- GIVEN DATA:
◆ ◆ ◆ ◆ ◆

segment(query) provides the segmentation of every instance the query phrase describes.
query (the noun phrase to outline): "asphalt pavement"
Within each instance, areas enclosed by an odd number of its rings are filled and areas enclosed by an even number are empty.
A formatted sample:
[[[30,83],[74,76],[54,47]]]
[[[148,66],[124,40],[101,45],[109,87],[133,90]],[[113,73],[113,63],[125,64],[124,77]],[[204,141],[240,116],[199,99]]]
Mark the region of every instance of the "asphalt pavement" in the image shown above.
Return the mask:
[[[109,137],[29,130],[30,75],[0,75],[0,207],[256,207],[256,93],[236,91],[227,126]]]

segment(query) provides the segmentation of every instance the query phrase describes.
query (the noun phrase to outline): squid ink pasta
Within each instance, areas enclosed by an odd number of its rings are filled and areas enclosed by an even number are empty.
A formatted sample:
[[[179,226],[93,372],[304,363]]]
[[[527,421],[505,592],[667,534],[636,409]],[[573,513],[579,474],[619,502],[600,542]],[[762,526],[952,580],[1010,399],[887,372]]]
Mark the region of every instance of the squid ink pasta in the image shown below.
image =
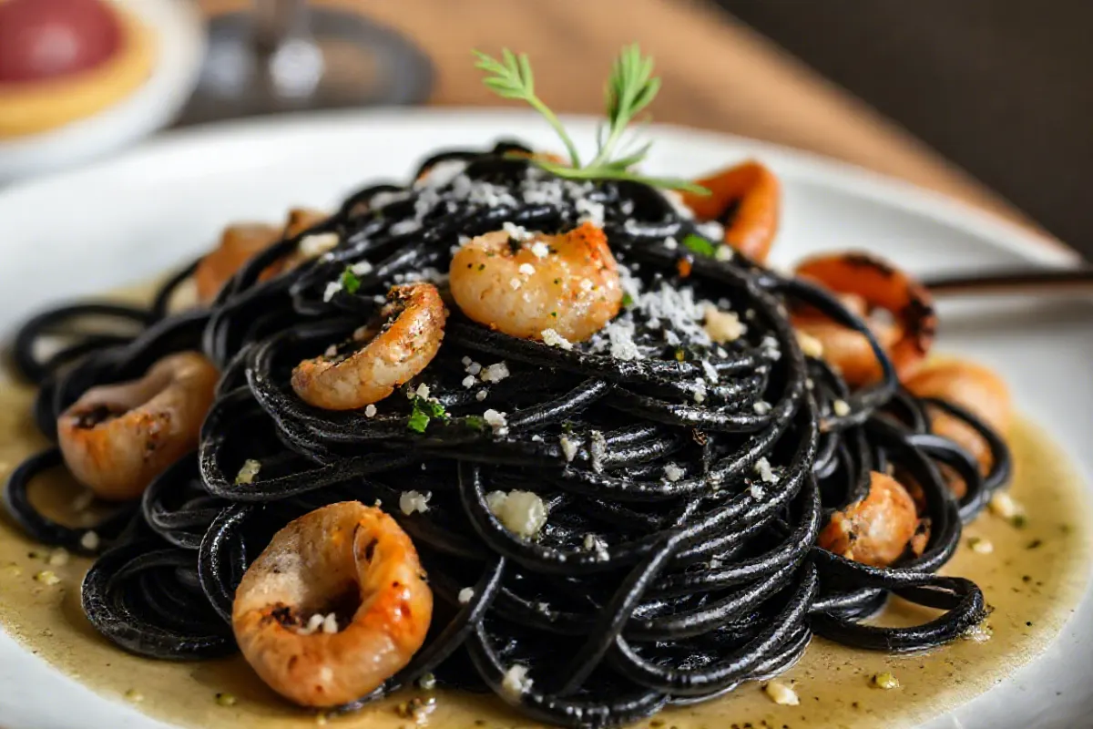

◆ ◆ ◆ ◆ ◆

- WHAT NEEDS TO BE DONE:
Quote every entry above verbatim, leaving out the pictures.

- SOLUTION FOR THIS PROBLEM:
segment(query) provides the segmentation of every instance the query phrase describes.
query (the noun phrase to outline): "asphalt pavement"
Within each instance, areas enclosed by an odd number of its rings are filled and areas enclosed by an even number are empty.
A formatted sample:
[[[30,83],[74,76],[54,47]]]
[[[148,66],[124,40],[101,45],[109,87],[133,90]],[[113,73],[113,63],[125,64],[124,77]],[[204,141],[240,116],[199,99]]]
Mark the region of every instance of the "asphalt pavement" in the image shown above.
Return the mask:
[[[109,137],[29,130],[30,75],[0,75],[0,207],[256,207],[256,93],[236,91],[227,126]]]

segment(query) provides the segmentation of every instance the query phrase describes.
query (the noun phrase to outline): squid ink pasta
Within each instance, areas enclosed by an odd number of its rings are filled and areas enclosed by an even number are empty.
A formatted sample:
[[[179,226],[93,372],[304,363]]]
[[[527,421],[505,592],[667,534],[636,409]],[[573,513],[579,474],[619,502],[600,542]],[[762,526],[952,580],[1010,399],[887,372]]]
Mark the region of every instance of the squid ink pasta in the image shown below.
image =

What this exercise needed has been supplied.